About this exercise: Only the pictures should be left out; write out all other data exactly.

____________

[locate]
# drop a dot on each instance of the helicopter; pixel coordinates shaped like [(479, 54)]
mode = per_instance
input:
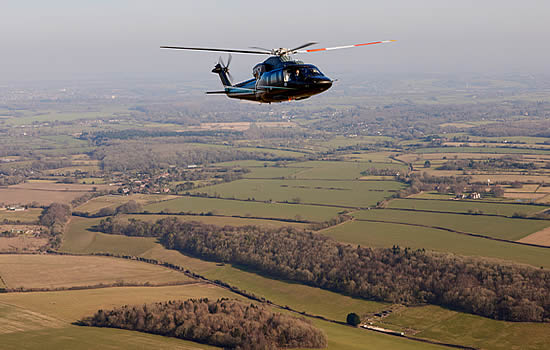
[(277, 79)]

____________

Exercise output:
[locate]
# drop a dot on each instance of the helicopter; pixel coordinates shaped like [(479, 54)]
mode = per_instance
input:
[(277, 79)]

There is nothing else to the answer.